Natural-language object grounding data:
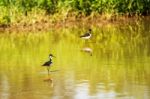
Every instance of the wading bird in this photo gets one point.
(48, 63)
(87, 35)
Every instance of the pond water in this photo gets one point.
(113, 64)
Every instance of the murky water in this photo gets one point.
(113, 64)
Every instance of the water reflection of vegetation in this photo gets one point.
(120, 58)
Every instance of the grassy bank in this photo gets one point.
(28, 12)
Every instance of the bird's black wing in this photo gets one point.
(47, 63)
(84, 35)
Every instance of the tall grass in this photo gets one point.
(11, 8)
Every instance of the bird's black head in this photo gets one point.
(90, 30)
(51, 55)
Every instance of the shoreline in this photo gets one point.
(46, 23)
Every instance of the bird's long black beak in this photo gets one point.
(54, 56)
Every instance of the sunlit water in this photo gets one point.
(113, 64)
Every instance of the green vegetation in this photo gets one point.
(15, 10)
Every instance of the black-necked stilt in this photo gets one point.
(87, 35)
(48, 63)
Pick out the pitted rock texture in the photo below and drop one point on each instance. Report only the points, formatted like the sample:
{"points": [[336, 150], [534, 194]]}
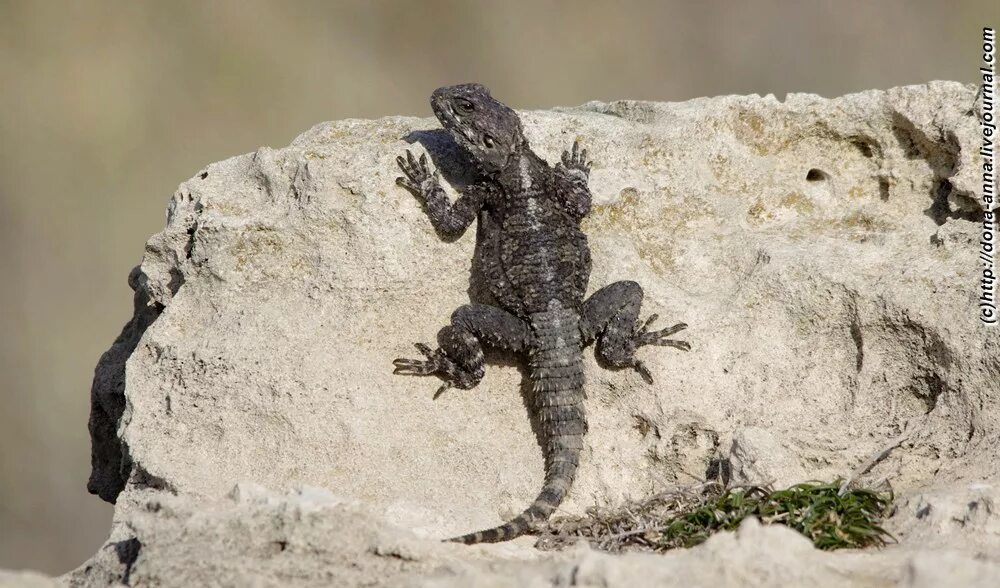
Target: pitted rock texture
{"points": [[823, 252]]}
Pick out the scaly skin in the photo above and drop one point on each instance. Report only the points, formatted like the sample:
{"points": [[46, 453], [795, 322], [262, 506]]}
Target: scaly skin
{"points": [[536, 261]]}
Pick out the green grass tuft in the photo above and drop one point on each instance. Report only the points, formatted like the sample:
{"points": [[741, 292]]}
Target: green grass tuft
{"points": [[687, 517]]}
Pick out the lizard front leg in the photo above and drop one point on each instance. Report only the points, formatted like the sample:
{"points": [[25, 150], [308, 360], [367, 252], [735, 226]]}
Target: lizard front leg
{"points": [[459, 359], [571, 176], [611, 316], [448, 219]]}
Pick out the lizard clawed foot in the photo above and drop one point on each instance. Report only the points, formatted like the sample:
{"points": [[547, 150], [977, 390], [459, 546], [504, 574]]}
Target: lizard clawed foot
{"points": [[577, 159], [645, 337], [435, 364], [419, 179]]}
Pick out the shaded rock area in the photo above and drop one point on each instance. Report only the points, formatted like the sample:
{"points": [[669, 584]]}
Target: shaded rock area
{"points": [[823, 252]]}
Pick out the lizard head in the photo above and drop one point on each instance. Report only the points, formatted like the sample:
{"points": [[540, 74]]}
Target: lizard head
{"points": [[488, 129]]}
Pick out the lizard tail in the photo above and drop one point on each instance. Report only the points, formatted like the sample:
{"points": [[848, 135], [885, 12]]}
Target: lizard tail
{"points": [[557, 373], [558, 480]]}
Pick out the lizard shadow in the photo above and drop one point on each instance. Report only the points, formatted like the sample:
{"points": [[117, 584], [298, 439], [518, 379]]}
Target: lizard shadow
{"points": [[456, 168]]}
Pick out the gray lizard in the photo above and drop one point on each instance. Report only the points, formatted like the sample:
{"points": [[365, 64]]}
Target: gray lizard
{"points": [[536, 262]]}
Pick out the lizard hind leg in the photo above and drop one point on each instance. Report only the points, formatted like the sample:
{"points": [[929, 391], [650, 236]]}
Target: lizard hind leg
{"points": [[459, 359], [611, 315]]}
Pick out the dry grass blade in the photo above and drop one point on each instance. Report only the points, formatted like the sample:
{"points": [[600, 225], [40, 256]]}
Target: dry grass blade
{"points": [[685, 517]]}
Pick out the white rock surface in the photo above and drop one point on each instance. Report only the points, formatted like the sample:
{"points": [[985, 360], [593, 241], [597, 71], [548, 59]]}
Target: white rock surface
{"points": [[823, 252]]}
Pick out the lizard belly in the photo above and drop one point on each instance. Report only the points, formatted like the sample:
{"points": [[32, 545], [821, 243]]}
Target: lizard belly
{"points": [[543, 254]]}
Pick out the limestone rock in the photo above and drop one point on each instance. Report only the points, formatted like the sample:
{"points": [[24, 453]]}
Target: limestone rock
{"points": [[822, 251]]}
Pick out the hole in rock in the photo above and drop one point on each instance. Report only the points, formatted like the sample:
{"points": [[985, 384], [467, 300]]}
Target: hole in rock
{"points": [[816, 175]]}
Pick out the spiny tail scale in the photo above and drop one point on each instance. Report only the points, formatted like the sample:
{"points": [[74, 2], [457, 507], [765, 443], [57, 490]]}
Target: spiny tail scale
{"points": [[556, 370]]}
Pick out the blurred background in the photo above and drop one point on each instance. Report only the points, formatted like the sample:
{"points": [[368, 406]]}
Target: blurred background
{"points": [[106, 106]]}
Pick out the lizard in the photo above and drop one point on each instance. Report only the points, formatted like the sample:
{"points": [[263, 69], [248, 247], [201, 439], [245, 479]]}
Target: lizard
{"points": [[535, 260]]}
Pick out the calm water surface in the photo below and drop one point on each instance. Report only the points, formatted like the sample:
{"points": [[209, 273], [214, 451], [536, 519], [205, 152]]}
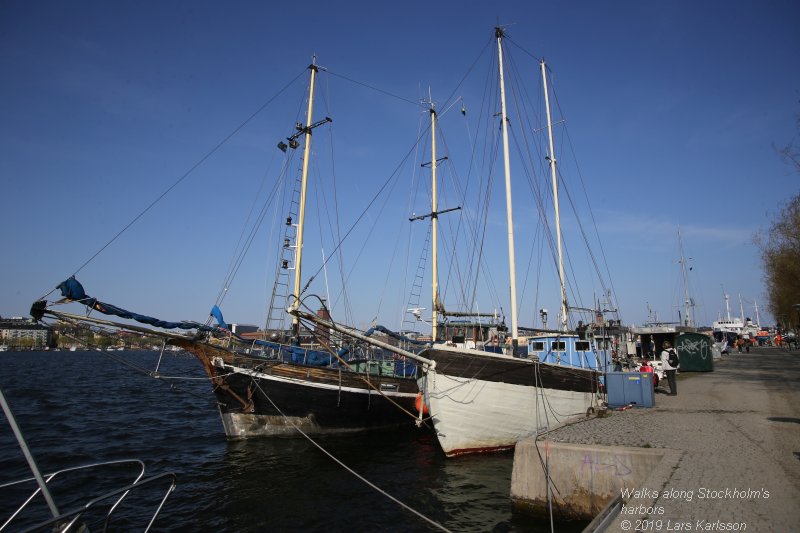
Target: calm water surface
{"points": [[81, 407]]}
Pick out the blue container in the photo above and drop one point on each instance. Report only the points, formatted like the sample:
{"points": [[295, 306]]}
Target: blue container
{"points": [[630, 388]]}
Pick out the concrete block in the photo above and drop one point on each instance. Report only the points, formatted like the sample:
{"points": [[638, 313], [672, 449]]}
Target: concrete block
{"points": [[585, 478]]}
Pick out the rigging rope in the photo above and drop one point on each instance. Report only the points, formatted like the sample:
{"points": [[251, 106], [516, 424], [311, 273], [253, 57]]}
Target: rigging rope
{"points": [[340, 463], [185, 175]]}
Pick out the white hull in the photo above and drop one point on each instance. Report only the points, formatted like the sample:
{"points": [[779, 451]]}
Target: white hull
{"points": [[473, 416]]}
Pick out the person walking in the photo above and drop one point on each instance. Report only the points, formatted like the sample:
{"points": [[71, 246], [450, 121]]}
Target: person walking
{"points": [[669, 358]]}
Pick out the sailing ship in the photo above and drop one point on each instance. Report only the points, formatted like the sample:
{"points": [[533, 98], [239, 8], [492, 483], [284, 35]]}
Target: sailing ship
{"points": [[265, 387], [482, 391], [487, 391]]}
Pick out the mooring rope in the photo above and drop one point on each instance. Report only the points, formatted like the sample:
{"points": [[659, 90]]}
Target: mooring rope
{"points": [[340, 463]]}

◆ Goal of the exercise
Reproduce the data word for word; no pictures.

◆ Final answer
Every instance of the wading bird in this photo gets one point.
(48, 63)
(87, 35)
Every instance of the pond water in this photo gets one point.
(113, 64)
Every instance of the murky water in this photo gets one point.
(113, 64)
Every instance of the water reflection of vegetation in this photo gets one point.
(120, 58)
Every instance of the grassy bank in this photo gets one point.
(28, 12)
Every instance of the bird's black wing in this photo gets one point.
(47, 63)
(84, 35)
Every instance of the tall grass in this photo gets one point.
(11, 8)
Every instance of the bird's black head in this photo gets one point.
(90, 30)
(51, 55)
Every instance of the shoreline in this photo gets one point.
(46, 23)
Every instance of the bird's long black beak in this photo gets one point.
(54, 56)
Every instance of the sunlit water in this photo gets one point.
(113, 64)
Every instance of the green vegetation in this photo gets one point.
(15, 10)
Every instance of the black-necked stilt in this photo gets one point.
(87, 35)
(48, 63)
Pick out the pitted rock texture in the photo below and drop one point on each instance. Report only the points, formatted like the sample:
{"points": [[336, 150], [534, 194]]}
Target: pitted rock texture
{"points": [[823, 252]]}
Pick out the scaly skin in the photo above and drop one point on each instance. Report only the points, formatted like the sample:
{"points": [[46, 453], [795, 322], [262, 506]]}
Target: scaly skin
{"points": [[536, 261]]}
Pick out the green grass tuft in the photo above and drop one point on each instance. Report only the points, formatted like the sample:
{"points": [[741, 292]]}
Target: green grass tuft
{"points": [[687, 517]]}
Pick out the lizard front leg in the photo above and drop one point on each instance. Report only the points, formatted like the sample:
{"points": [[25, 150], [308, 360], [367, 252], [735, 226]]}
Target: lizard front leg
{"points": [[459, 359], [571, 176], [611, 316], [448, 219]]}
Pick out the lizard clawed foot in the photo above and drop one point on each instance. Report only the points, formatted like the sample:
{"points": [[547, 150], [977, 390], [459, 546], [504, 574]]}
Target: lizard clawed foot
{"points": [[577, 159], [645, 337], [435, 364], [419, 179]]}
Pick out the shaded rock area in the photo above and drop one point on each instance. Report only the points, formatted like the sample:
{"points": [[669, 584]]}
Target: shaded rock area
{"points": [[823, 252]]}
Pick out the lizard head in the photo above and drop one point on each instance. Report only the points, formatted like the sample:
{"points": [[540, 74]]}
Target: lizard head
{"points": [[488, 129]]}
Pick out the lizard tail in the photo above and drop one point on each instance. Report only the points, formatted like the sample:
{"points": [[848, 135], [885, 12]]}
Target: lizard tail
{"points": [[557, 373], [558, 480]]}
Pick out the lizard shadow in the photo above and drop one point on each instance. Report only the points, formatted like the sample:
{"points": [[117, 584], [298, 439], [518, 379]]}
Target: lizard shadow
{"points": [[456, 168]]}
Pick out the gray lizard in the photo above and drop one point on each instance. Report only the points, formatted like the sample:
{"points": [[365, 64]]}
Target: gray lizard
{"points": [[536, 262]]}
Pick out the lizard hind leg in the photo above and drop one point on each instance. Report only the points, formatted like the sample:
{"points": [[929, 391], [650, 236]]}
Target: lizard hind leg
{"points": [[459, 359], [611, 315]]}
Pick out the dry grass blade in the photo above and drop one point on each instance. Report only the points, formatted like the sample:
{"points": [[600, 225], [40, 256]]}
Target: dry grass blade
{"points": [[685, 517]]}
Pick out the white rock surface in the photo above and drop one point on each instance. Report only the points, formatted like the sample:
{"points": [[985, 360], [593, 241], [597, 71], [548, 59]]}
Target: white rock surface
{"points": [[823, 252]]}
Pick out the lizard belly in the photo above and drop one point on each instance. Report only the points, formatted like the sample:
{"points": [[32, 545], [821, 243]]}
Target: lizard belly
{"points": [[543, 254]]}
Pick out the limestone rock in the photo above and drop one point on each instance. Report only the points, formatted like the sample:
{"points": [[24, 453]]}
Target: limestone rock
{"points": [[822, 251]]}
Pick out the hole in rock in the photo above and drop one point on each instance. Report only the points, formatted like the sample:
{"points": [[985, 384], [467, 300]]}
Target: hole in rock
{"points": [[816, 175]]}
Pick out the spiny tail scale in the photo above and drop one point on each instance. Report only the points, formatted like the sample:
{"points": [[74, 2], [457, 507], [765, 443], [57, 490]]}
Target: spiny tail scale
{"points": [[556, 370]]}
Pick out the blurred background in the photo above and drop one point on each instance. Report only the points, formatted like the sample:
{"points": [[368, 406]]}
Target: blurred background
{"points": [[106, 106]]}
Pick out the lizard in the photo above and drop one point on each instance. Report only the points, formatted like the sample:
{"points": [[263, 69], [248, 247], [201, 439], [245, 479]]}
Target: lizard
{"points": [[535, 260]]}
Pick out the calm water surface in the photo below and drop one point on each instance. Report only the points, formatted like the sample:
{"points": [[209, 273], [214, 451], [536, 519], [205, 152]]}
Target: calm water surface
{"points": [[81, 407]]}
Pick out the blue container in the photo above and drop one point on each instance. Report only the points, formatted like the sample:
{"points": [[295, 306]]}
Target: blue container
{"points": [[630, 388]]}
Pick out the concrete block in the photo above and drop one point on each instance. Report only the points, formatted like the sample:
{"points": [[638, 313], [672, 449]]}
Target: concrete block
{"points": [[585, 478]]}
Pick out the rigging rope in the photo above and drop one point on each instance. Report only the points, formatted like the sample:
{"points": [[251, 106], [516, 424], [311, 273], [253, 57]]}
Target: rigging rope
{"points": [[340, 463], [185, 175]]}
Pick out the white hull in the photo above and drop one point on each instance. Report only the points, formatted like the sample:
{"points": [[779, 451]]}
Target: white hull
{"points": [[473, 416]]}
Pick out the person walking in the photo above and drop one point on each instance. Report only the points, formatted like the sample:
{"points": [[71, 246], [450, 121]]}
Target: person walking
{"points": [[669, 358]]}
Pick out the sailing ship in the photo above and drop one point on each instance. Report only the points, formatted like the sample:
{"points": [[533, 98], [239, 8], [492, 483], [284, 35]]}
Target: sailing ship
{"points": [[265, 387], [482, 391], [487, 391]]}
Pick out the mooring rope in the photo above and drop one point on each instance. Report only the points, formatted like the sample:
{"points": [[659, 90]]}
Target: mooring rope
{"points": [[340, 463]]}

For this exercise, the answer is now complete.